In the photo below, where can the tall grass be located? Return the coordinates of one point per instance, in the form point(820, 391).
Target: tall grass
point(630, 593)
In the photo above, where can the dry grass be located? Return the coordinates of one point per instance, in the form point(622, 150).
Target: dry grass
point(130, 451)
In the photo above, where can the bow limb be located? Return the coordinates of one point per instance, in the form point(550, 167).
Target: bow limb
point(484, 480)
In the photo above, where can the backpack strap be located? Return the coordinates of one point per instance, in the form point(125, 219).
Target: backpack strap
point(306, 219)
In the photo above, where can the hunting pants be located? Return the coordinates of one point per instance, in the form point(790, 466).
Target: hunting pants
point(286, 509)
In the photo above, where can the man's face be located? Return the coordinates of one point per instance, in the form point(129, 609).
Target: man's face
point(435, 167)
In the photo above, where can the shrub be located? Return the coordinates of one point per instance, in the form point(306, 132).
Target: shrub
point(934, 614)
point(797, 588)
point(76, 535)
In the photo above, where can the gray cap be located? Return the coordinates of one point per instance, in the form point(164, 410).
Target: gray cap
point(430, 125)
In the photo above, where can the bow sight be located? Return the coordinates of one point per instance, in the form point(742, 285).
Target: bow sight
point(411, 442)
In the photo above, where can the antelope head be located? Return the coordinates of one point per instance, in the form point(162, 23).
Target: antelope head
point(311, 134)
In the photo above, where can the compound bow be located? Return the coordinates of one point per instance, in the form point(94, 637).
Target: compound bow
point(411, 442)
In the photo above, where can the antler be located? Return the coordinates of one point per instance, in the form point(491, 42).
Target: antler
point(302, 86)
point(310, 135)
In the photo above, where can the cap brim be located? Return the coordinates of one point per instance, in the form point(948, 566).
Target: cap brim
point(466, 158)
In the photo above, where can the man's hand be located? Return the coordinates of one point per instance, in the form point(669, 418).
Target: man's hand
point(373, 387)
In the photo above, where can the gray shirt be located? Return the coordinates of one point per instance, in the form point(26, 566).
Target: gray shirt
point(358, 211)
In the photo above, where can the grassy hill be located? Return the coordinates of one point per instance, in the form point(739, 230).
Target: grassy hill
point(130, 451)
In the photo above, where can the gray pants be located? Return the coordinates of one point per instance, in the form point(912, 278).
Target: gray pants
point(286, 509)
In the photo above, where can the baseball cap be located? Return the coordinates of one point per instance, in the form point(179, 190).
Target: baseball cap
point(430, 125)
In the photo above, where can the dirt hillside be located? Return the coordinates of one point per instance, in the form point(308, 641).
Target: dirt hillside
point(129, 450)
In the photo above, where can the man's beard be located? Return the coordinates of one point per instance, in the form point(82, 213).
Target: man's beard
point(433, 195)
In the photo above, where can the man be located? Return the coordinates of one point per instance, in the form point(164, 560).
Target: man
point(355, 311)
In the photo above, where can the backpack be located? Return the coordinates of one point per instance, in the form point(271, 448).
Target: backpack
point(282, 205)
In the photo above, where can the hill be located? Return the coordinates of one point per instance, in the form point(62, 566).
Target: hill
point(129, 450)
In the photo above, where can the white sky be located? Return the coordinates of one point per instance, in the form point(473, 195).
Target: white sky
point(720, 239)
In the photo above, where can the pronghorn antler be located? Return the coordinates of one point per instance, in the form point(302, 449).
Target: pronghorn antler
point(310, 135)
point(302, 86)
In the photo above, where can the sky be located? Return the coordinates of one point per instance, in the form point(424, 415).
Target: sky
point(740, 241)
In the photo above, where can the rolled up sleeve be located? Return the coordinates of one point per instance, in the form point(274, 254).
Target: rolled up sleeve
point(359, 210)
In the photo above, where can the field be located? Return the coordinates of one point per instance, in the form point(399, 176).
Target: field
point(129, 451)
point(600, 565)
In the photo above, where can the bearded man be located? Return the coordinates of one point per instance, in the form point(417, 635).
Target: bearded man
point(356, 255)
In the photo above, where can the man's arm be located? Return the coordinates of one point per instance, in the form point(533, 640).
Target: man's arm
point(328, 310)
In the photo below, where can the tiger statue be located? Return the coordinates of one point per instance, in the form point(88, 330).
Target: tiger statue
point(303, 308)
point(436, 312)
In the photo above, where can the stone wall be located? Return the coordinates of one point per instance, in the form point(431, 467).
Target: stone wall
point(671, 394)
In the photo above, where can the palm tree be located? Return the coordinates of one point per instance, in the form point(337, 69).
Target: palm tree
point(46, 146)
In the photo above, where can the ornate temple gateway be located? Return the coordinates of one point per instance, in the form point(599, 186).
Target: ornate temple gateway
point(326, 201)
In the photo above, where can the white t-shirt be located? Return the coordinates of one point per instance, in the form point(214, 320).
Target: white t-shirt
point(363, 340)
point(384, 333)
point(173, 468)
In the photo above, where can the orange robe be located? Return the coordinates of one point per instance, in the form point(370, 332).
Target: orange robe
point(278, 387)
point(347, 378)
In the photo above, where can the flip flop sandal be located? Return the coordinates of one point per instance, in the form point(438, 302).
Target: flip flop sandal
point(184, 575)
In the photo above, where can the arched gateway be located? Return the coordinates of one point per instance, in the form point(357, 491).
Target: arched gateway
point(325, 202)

Written request:
Render the part of the listing above, from its first line through the line containing "point(630, 593)", with both ends included, as a JSON list of strings with one string per line and blank lines left out.

Task result:
[
  "In the photo below, where can the tall grass be located? Return the coordinates of one point per instance, in the form point(820, 391).",
  "Target: tall grass",
  "point(630, 593)"
]